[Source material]
--- START ---

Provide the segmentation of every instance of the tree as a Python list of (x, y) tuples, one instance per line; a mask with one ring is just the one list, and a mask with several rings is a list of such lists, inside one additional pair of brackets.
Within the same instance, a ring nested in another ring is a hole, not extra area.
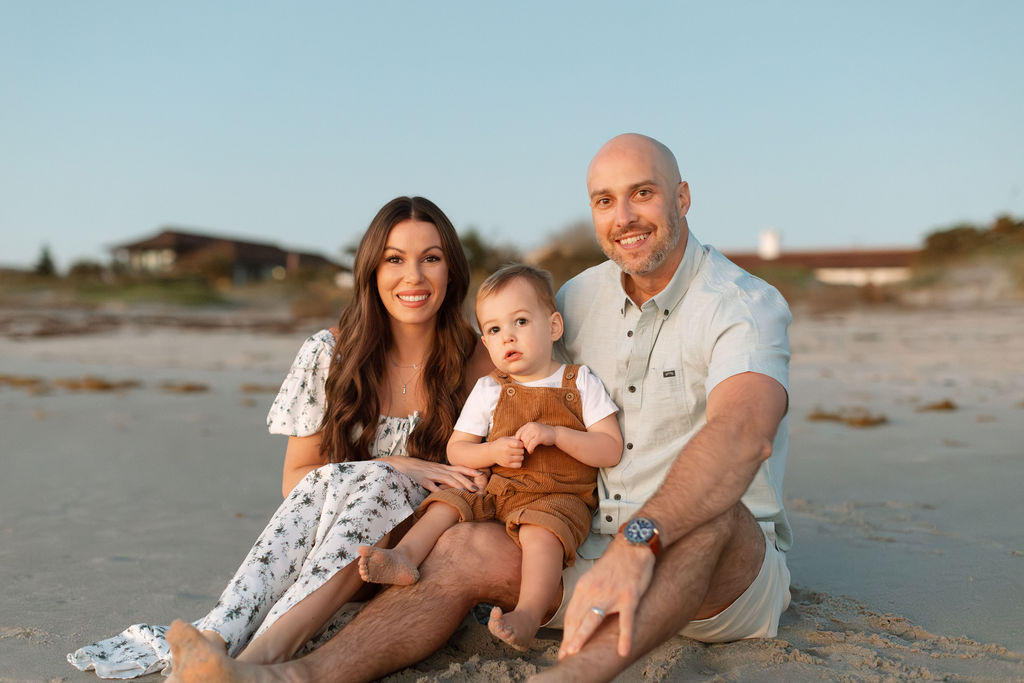
[(36, 274), (43, 275), (45, 278), (52, 278), (57, 274), (57, 268), (53, 264), (53, 257), (50, 255), (50, 248), (48, 245), (43, 245), (43, 249), (39, 253), (39, 260), (36, 261), (35, 271)]

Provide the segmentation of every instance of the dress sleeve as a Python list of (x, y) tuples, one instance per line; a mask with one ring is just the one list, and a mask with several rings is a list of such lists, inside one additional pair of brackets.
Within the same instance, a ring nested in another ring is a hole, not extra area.
[(321, 330), (302, 344), (266, 416), (271, 434), (311, 436), (319, 430), (333, 352), (334, 335), (330, 330)]

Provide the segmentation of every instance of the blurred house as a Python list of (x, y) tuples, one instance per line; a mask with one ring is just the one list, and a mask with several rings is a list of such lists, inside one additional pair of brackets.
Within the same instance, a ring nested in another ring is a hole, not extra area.
[(236, 285), (284, 280), (300, 270), (338, 273), (341, 265), (312, 252), (178, 229), (111, 248), (117, 266), (148, 274), (228, 278)]
[(910, 279), (919, 249), (843, 249), (782, 251), (779, 233), (763, 230), (756, 253), (725, 252), (725, 256), (751, 272), (772, 267), (810, 269), (826, 285), (893, 285)]

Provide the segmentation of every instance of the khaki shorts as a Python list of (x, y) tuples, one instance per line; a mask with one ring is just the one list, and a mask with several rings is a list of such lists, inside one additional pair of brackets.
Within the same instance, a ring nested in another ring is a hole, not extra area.
[[(754, 583), (724, 610), (710, 618), (690, 622), (679, 635), (705, 643), (727, 643), (744, 638), (774, 638), (778, 634), (779, 616), (790, 606), (790, 568), (785, 565), (785, 553), (775, 548), (774, 525), (762, 522), (761, 530), (765, 535), (765, 559)], [(577, 582), (596, 561), (578, 557), (575, 564), (562, 572), (562, 604), (545, 627), (562, 628)]]

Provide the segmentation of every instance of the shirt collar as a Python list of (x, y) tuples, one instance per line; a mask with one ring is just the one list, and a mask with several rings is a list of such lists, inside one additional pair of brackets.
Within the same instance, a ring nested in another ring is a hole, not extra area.
[[(644, 305), (656, 306), (665, 315), (671, 313), (683, 299), (683, 295), (686, 294), (686, 290), (689, 289), (690, 283), (693, 282), (693, 278), (697, 274), (697, 270), (700, 269), (700, 264), (703, 263), (705, 255), (706, 252), (703, 245), (697, 242), (697, 239), (693, 237), (693, 232), (690, 232), (687, 229), (686, 249), (683, 251), (683, 258), (679, 261), (675, 274), (672, 275), (672, 280), (669, 281), (669, 284), (666, 285), (665, 289), (651, 297), (650, 300)], [(623, 295), (623, 304), (620, 307), (618, 312), (625, 315), (630, 306), (636, 306), (636, 304), (633, 303), (633, 300), (630, 299), (628, 294), (626, 294), (626, 289), (623, 287), (623, 280), (625, 276), (623, 271), (617, 268), (615, 271), (618, 274), (618, 289)]]

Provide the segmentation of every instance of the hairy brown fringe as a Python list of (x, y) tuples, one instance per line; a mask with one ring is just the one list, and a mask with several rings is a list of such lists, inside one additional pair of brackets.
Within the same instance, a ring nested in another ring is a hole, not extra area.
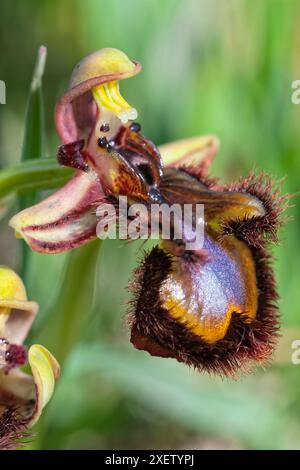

--- END ---

The request:
Can you transcribe all of the material above line for line, leaving out the pictures?

Result for this exercise:
Provide the segmentation of every instance of the tree as a Python list of (x, y) tuples, one instance per line; a mask with one ring is just the one list, and a mask with several rings is a list of such lists, inside one additional pair of brackets.
Within the same instance, a ring nested in another ring is a hole, not extra area.
[(36, 274), (43, 275), (45, 278), (52, 278), (57, 274), (57, 268), (53, 264), (53, 257), (50, 255), (50, 248), (48, 245), (43, 245), (43, 249), (39, 253), (39, 260), (36, 261), (35, 271)]

Provide the segmentation of every instance of the dress sleeve as a Python list of (x, y) tuples, one instance per line; a mask with one ring is just the one list, and a mask with several rings is a list of such lists, inside one additional pair of brackets.
Within the same instance, a ring nested in another ring is a hole, not extra area.
[(321, 330), (302, 344), (266, 416), (271, 434), (311, 436), (319, 430), (333, 352), (334, 335), (330, 330)]

Provide the segmentation of every instance of the blurred house as a Python list of (x, y) tuples, one instance per line; a mask with one ring is just the one list, and a mask with several rings is a list of such lists, inside one additional pair of brackets.
Within the same instance, a ring nested in another ring is a hole, not extra area.
[(236, 285), (284, 280), (300, 270), (338, 273), (341, 265), (312, 252), (178, 229), (111, 248), (117, 266), (148, 274), (228, 278)]
[(910, 279), (919, 249), (843, 249), (782, 251), (779, 233), (763, 230), (756, 253), (725, 252), (725, 256), (751, 272), (772, 267), (810, 269), (826, 285), (893, 285)]

Provide the segmentation of every instance of the khaki shorts as a Python list of (x, y) tuples, one instance per line; a mask with one ring is just the one list, and a mask with several rings is a list of such lists, inside one additional pair of brackets.
Within the same instance, a ring nested in another ring is a hole, not extra area.
[[(754, 583), (724, 610), (710, 618), (690, 622), (679, 635), (705, 643), (727, 643), (744, 638), (774, 638), (778, 634), (779, 616), (790, 606), (790, 568), (785, 565), (785, 553), (775, 548), (774, 525), (762, 522), (761, 530), (765, 535), (765, 559)], [(577, 582), (596, 561), (578, 557), (575, 564), (562, 572), (562, 604), (545, 627), (562, 628)]]

Provide the segmentation of every instance of the shirt collar as a Python list of (x, y) tuples, one instance per line; a mask with one ring is just the one list, and a mask with several rings is a list of such lists, inside one additional pair of brackets.
Within the same instance, a ring nested in another ring is a hole, not extra area.
[[(644, 305), (656, 306), (665, 315), (671, 313), (683, 299), (683, 295), (686, 294), (686, 290), (689, 289), (690, 283), (693, 282), (693, 278), (697, 274), (697, 270), (700, 269), (700, 264), (703, 263), (705, 255), (706, 252), (703, 245), (697, 242), (697, 239), (693, 237), (693, 232), (690, 232), (687, 229), (686, 249), (683, 251), (683, 258), (679, 261), (675, 274), (672, 275), (672, 280), (669, 281), (669, 284), (666, 285), (665, 289), (651, 297), (650, 300)], [(623, 295), (623, 304), (620, 307), (618, 312), (625, 315), (630, 306), (636, 306), (636, 304), (633, 303), (633, 300), (630, 299), (628, 294), (626, 294), (626, 289), (623, 287), (623, 280), (625, 276), (623, 271), (617, 268), (615, 271), (618, 274), (618, 289)]]

Provide the segmentation of every instance of the hairy brown fringe as a Python list of (x, y) tuples, one instance per line; a mask with one ring is just the one list, and a mask with several rings is a list of such lists, inside one additional pair of brackets.
Within the same instance, a ring nested in another ring is a hole, not extra area.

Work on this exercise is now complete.